(Natural-language object grounding data)
****************************************

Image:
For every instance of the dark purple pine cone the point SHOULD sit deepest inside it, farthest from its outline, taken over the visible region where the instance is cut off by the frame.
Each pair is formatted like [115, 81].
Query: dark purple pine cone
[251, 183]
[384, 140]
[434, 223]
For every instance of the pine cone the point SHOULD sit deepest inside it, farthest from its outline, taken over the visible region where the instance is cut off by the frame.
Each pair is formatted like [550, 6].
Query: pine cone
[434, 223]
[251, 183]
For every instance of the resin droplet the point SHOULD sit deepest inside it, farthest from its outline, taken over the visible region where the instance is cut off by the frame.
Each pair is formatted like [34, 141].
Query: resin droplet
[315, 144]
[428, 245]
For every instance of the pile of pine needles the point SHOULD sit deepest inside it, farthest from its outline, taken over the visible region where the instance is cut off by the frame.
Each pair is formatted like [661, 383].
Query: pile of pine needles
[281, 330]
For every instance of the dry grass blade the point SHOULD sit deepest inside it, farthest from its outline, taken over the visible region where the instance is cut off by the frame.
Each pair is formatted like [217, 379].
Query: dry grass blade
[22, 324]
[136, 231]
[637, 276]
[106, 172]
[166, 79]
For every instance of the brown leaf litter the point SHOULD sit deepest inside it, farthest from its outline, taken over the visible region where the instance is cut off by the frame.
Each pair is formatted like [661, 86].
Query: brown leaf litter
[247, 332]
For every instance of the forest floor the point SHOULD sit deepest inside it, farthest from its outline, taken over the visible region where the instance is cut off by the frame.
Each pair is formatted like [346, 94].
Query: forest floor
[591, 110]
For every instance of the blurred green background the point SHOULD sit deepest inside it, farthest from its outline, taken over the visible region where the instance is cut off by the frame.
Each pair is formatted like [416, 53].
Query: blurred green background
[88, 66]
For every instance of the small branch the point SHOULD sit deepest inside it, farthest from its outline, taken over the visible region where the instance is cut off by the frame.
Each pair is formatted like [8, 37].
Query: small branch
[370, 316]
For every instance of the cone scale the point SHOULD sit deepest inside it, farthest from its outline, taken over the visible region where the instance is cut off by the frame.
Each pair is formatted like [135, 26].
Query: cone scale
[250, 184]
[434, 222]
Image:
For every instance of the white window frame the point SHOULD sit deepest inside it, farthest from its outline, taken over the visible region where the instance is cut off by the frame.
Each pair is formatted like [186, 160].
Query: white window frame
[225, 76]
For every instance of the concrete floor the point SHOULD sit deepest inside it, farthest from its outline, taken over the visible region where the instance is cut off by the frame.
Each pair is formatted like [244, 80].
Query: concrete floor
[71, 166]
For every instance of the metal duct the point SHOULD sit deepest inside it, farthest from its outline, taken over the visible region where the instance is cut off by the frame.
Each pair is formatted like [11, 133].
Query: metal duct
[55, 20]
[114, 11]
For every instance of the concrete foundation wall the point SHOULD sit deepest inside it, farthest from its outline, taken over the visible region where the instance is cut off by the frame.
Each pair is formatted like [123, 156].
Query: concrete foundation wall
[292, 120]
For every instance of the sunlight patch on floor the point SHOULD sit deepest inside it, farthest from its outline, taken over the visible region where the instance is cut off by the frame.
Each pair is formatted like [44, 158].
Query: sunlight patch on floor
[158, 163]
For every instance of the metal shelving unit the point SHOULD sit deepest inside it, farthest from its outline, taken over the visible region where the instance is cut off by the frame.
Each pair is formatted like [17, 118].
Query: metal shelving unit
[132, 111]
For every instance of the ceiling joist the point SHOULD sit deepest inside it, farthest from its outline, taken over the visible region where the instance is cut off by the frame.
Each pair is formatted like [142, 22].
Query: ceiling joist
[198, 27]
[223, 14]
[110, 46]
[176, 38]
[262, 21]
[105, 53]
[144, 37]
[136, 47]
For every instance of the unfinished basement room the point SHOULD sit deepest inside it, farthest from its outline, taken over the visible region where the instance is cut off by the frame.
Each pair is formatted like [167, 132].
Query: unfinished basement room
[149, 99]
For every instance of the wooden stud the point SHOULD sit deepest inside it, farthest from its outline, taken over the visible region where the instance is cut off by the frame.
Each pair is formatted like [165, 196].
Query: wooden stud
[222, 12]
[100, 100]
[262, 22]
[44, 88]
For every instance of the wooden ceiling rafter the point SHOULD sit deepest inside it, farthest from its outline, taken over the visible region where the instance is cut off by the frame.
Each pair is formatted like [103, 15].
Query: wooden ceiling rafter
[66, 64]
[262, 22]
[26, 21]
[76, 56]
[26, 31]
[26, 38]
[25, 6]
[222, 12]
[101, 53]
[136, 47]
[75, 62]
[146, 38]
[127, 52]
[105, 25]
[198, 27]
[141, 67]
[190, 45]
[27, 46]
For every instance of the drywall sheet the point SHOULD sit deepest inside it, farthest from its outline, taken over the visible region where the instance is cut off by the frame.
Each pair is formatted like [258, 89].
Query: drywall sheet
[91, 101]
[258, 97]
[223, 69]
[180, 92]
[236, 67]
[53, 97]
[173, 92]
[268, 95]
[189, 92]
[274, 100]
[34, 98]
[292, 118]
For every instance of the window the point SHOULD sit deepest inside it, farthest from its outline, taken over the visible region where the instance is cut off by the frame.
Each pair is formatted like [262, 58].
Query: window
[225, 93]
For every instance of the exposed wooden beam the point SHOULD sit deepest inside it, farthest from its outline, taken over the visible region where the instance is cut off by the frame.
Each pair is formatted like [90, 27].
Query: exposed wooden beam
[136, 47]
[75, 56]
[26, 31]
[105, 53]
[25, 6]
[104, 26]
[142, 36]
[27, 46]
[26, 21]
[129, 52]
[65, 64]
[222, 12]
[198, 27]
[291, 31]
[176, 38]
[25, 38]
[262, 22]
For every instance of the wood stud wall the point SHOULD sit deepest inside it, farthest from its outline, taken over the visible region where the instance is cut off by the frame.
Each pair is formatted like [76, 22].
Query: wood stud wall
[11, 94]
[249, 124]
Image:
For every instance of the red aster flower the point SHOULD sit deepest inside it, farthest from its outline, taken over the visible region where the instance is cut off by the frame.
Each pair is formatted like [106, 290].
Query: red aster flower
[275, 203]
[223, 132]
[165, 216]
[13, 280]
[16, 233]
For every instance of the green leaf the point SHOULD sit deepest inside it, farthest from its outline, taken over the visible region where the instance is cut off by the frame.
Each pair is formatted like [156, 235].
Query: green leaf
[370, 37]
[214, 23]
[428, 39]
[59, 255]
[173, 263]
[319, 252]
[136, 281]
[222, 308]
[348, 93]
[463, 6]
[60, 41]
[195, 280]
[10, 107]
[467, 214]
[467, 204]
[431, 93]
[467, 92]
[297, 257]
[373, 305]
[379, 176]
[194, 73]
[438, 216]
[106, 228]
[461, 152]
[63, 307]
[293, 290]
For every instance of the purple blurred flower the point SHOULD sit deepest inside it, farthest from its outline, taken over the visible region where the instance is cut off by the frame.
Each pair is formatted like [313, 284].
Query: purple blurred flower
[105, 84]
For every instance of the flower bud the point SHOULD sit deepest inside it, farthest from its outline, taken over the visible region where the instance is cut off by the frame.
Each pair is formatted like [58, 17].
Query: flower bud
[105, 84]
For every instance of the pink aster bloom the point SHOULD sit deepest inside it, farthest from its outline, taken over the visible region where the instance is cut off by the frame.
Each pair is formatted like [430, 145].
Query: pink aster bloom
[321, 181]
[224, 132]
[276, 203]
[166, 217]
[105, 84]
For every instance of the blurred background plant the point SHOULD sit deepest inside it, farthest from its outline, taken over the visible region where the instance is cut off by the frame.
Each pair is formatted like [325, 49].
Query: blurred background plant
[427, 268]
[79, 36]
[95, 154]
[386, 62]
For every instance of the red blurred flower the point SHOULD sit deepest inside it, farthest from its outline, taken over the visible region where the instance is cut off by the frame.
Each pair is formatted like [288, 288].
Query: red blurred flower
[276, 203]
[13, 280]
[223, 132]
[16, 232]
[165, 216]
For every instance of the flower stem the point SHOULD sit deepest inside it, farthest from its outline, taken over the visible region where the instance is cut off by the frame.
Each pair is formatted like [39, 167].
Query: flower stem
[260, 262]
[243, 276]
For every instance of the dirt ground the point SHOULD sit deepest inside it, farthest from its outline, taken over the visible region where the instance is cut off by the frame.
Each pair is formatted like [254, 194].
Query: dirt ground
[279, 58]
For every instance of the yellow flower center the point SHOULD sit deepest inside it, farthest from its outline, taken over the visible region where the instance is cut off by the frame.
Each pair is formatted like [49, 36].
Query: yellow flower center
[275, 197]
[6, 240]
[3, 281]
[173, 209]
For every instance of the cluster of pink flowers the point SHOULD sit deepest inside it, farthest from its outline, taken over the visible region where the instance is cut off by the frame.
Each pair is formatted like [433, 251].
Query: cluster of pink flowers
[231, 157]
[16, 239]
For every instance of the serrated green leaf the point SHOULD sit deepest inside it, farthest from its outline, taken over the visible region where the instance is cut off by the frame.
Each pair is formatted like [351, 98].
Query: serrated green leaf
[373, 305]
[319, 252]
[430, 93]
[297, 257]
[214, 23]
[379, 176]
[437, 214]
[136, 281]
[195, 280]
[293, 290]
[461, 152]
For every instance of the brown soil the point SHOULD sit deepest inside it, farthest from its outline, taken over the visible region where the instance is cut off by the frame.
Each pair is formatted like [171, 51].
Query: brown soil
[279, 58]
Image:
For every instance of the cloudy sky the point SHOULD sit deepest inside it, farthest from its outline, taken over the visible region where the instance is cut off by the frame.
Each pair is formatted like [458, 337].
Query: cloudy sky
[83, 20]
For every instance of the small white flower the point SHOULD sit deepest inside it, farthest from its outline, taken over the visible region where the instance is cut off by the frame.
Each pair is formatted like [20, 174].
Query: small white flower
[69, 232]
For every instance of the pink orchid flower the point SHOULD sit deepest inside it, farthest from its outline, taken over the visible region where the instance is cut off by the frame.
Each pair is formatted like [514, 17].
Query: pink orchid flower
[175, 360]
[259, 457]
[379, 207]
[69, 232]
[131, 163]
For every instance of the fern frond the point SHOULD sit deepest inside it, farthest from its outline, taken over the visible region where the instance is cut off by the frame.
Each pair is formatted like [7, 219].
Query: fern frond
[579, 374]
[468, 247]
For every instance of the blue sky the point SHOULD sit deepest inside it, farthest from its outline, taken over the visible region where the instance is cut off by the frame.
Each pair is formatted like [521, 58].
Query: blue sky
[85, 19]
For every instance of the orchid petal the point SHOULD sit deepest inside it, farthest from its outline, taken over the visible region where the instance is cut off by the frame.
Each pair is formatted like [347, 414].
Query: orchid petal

****************************************

◆ **Directions**
Would you retype the lines above from the one with "Query: metal shelving unit" down to the one with "Each pair is formatted like [103, 15].", word for word, both ends included and no other lines?

◆ **The completed task**
Query: metal shelving unit
[132, 111]
For every instance of the ceiling joist the point SHOULD sit deepest inside it, farthest from its outline, taken over the visible region where the instance is cut off by the frame.
Each pair is formatted like [142, 22].
Query: ceiling joist
[198, 27]
[223, 14]
[110, 46]
[176, 38]
[262, 21]
[105, 53]
[144, 37]
[136, 47]
For every instance of the unfinished basement room the point SHOULD sit deepest inside it, farthest from its outline, taken over the visible region where the instance is cut off by the frame.
Each pair is formatted like [167, 132].
Query: unfinished basement room
[149, 99]
For every instance of the wooden stud the point SHOULD sit deepest inside it, farthest from its outline, taken over the visible region where the instance is cut off by the frame.
Each pair is formatted like [165, 196].
Query: wooden stud
[222, 12]
[100, 100]
[262, 22]
[44, 88]
For every instance of the wooden ceiling rafter the point SHOULD sit deepest inside it, farthest from its outline, taken over the visible region where the instance is cut off by the frame.
Each pair is formatted like [103, 15].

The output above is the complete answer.